Short problem: In one to three sentences, explain why the command "df.Duration.hist(bins=10)" fails, as described in the forum post below.

Passage shown:
◆ ◆ ◆ ◆ ◆

0

I posted a question earlier ( Pandas-ipython, how to create new data frames with drill down capabilities ) and it was pointed out that it is possibly too broad so I have some more specific questions that may be easier to respond to and help me get a start with graphing data.

I have decided to try creating some visualizations of my data using Pandas (or any package accessible through ipython). The first, obvious, problem I run into is how can I filter on certain conditions. For example I type the command:

df.Duration.hist(bins=10)

but get an error due to unrecognized dtypes (there are some entries that aren't in datetime format). How can I exclude these in the original command?

Also, what if I want to create the same histogram but filtering to keep only records that have id's (in an account id field) starting with the integer (or string?) '2'?

Ultimately, I want to be able to create histograms, line plots, box plots and so on but filtering for certain months, user id's, or just bad 'dtypes'.

Can anyone help me modify the above command to add filters to it. (I'm decent with python-new to data)

◆ ◆ ◆ ◆ ◆

Given entries:
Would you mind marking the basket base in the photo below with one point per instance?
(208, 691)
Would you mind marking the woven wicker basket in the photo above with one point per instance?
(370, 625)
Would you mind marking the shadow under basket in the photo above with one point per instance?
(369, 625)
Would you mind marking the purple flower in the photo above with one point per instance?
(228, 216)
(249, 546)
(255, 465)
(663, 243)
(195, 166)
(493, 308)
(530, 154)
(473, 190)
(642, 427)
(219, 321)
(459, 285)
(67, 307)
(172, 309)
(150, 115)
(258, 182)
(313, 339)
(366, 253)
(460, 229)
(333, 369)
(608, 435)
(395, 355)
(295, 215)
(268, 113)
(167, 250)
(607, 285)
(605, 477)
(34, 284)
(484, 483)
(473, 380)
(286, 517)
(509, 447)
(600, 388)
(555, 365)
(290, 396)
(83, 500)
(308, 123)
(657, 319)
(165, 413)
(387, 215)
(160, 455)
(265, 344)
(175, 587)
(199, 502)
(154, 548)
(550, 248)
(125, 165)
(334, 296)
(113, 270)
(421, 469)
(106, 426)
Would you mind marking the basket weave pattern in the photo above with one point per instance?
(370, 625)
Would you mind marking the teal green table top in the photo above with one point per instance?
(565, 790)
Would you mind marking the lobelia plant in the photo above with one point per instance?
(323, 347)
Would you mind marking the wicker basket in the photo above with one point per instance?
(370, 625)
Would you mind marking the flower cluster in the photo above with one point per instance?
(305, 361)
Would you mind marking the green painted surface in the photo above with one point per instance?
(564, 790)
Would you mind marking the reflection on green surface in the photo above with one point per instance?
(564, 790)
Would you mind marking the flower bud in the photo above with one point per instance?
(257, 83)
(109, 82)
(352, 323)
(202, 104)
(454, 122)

◆ ◆ ◆ ◆ ◆

Reply: The command raises an error because of unrecognized dtypes. Some of the entries are not in datetime format.